Study Summary and Analysis: Pathophysiology of Cell Phone Radiation

Study summary and analysis written by Ann E. Laubscher, M.A.

This post is a summary and analysis of an independent scientific study titled "Pathophysiology of cell phone radiation: oxidative stress and carcinogenesis with focus on male reproductive system".

In addition to concerns regarding the thermal (heat) effects of cell phone use, substantial research gives evidence to the potentially harmful effects of the radiofrequency electromagnetic waves (RF-EMW) they produce. While the International Commission on Non Ionizing Radiation Protection (ICNIRP) has established cell phone RF-EMW limits to decrease exposure, exposure effects on human cells is still a controversial topic. Significant areas of concern include free radical metabolism and carcinogenesis, which relate to tumor production and cancer, and male fertilization potential, the effects of RF-EMW on sperm health.

> **GIVEN DATA**:
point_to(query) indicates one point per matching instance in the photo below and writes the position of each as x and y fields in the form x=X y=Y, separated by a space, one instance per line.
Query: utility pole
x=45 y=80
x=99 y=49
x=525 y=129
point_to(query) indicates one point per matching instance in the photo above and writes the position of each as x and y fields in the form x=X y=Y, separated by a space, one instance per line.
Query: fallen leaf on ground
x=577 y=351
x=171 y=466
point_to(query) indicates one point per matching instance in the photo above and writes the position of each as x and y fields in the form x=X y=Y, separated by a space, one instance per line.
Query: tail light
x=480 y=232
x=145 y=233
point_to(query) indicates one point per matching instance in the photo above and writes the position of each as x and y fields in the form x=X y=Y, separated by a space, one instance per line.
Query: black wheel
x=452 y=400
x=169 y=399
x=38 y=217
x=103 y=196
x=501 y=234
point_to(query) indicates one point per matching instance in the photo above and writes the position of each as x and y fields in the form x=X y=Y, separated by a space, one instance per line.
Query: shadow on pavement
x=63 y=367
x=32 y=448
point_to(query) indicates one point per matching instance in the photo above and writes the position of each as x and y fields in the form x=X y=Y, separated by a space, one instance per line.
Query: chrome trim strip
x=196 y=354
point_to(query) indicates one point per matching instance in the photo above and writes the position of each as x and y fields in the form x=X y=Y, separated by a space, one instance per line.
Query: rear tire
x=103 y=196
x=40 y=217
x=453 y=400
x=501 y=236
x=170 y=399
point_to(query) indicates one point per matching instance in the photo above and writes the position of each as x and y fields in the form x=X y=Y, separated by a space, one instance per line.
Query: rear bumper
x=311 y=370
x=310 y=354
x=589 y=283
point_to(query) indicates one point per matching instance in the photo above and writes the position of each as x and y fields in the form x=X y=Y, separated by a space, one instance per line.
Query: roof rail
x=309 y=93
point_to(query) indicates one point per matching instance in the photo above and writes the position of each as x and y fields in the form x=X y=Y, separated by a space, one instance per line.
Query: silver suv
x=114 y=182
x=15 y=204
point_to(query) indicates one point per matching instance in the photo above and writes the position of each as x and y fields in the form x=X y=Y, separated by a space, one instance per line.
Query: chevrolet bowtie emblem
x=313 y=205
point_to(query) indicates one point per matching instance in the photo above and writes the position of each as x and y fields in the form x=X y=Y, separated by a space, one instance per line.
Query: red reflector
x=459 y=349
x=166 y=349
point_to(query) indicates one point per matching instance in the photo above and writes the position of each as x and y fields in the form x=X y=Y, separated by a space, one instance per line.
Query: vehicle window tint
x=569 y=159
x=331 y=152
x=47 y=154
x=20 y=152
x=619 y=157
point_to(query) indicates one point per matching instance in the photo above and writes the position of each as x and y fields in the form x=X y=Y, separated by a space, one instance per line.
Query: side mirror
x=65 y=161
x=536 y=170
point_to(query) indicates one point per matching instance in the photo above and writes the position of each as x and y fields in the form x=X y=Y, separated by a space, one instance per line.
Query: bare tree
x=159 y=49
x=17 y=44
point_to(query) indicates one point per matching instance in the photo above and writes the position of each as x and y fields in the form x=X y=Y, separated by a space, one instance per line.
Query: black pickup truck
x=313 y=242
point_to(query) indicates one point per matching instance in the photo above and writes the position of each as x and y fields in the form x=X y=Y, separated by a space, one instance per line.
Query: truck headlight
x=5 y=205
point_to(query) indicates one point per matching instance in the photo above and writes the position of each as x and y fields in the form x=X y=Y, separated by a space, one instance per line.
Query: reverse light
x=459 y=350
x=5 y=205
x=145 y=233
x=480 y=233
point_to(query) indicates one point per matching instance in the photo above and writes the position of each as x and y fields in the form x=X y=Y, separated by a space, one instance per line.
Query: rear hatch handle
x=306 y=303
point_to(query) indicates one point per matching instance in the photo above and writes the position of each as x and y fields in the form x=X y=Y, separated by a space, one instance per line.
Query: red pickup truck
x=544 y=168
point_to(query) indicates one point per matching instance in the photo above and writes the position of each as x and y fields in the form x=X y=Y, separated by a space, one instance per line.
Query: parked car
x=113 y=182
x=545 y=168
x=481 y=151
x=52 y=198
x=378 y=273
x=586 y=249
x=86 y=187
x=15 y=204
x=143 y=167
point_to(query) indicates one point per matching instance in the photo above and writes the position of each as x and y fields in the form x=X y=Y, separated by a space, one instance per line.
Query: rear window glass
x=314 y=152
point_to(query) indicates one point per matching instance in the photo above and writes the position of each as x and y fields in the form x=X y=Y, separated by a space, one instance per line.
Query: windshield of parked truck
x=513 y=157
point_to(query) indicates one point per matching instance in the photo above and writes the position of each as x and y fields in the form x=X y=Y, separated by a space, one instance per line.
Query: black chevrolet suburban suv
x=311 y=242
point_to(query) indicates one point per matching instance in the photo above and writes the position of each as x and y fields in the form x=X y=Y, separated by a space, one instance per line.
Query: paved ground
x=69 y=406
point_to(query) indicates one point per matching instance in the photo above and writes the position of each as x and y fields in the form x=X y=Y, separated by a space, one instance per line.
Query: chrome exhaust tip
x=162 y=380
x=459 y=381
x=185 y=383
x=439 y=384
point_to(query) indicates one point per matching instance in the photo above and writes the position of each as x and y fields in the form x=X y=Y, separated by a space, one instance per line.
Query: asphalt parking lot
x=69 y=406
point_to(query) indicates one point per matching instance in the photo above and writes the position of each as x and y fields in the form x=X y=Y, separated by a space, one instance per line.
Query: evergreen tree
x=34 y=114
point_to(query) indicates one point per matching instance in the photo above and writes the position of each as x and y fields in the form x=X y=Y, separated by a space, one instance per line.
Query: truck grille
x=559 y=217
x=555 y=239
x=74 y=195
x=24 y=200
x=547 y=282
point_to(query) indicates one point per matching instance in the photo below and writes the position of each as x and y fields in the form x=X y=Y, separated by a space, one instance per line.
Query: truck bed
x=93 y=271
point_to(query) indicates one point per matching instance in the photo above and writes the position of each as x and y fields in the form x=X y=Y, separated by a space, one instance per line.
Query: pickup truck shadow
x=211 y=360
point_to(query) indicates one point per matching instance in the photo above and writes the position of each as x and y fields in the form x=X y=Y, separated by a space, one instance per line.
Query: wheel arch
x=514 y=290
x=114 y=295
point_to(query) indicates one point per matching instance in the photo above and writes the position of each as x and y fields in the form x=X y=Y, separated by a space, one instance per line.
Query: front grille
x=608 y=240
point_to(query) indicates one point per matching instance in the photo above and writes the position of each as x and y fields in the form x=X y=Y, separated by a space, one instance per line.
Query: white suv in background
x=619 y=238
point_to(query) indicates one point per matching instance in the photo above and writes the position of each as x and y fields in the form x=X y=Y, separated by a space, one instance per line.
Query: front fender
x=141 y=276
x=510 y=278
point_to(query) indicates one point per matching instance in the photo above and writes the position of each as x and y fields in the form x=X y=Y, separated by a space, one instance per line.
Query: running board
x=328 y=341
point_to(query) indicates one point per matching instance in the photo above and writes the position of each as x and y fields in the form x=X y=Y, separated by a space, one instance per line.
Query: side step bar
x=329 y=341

> **EXERCISE SET**:
**A)** Copy the cell phone radiation summary from "This post is" to "on sperm health." word for word.
**B)** Continue the summary of the cell phone radiation study from its last sentence.

> **RESPONSES BY ITEM NUMBER**:
**A)**
This post is a summary and analysis of an independent scientific study titled "Pathophysiology of cell phone radiation: oxidative stress and carcinogenesis with focus on male reproductive system".

In addition to concerns regarding the thermal (heat) effects of cell phone use, substantial research gives evidence to the potentially harmful effects of the radiofrequency electromagnetic waves (RF-EMW) they produce. While the International Commission on Non Ionizing Radiation Protection (ICNIRP) has established cell phone RF-EMW limits to decrease exposure, exposure effects on human cells is still a controversial topic. Significant areas of concern include free radical metabolism and carcinogenesis, which relate to tumor production and cancer, and male fertilization potential, the effects of RF-EMW on sperm health.

**B)**
Research indicates that RF-EMW may affect a cell’s plasma membrane, a structure that is critical for a variety of functions, including message transmission and protection of intracellular structures. One critical message the plasma membrane delivers relates to apoptosis, the natural and healthy process of cell death. In an effective apoptosis process, a cell dies and is disposed of without incidence. In defective apoptosis, several disruptive things can happen. An overstimulation of apoptosis causes atrophy, and under-stimulation results in uncontrolled cell growth causing cancer. When the plasma membrane signaling system falters, a chain of negative reactions may occur.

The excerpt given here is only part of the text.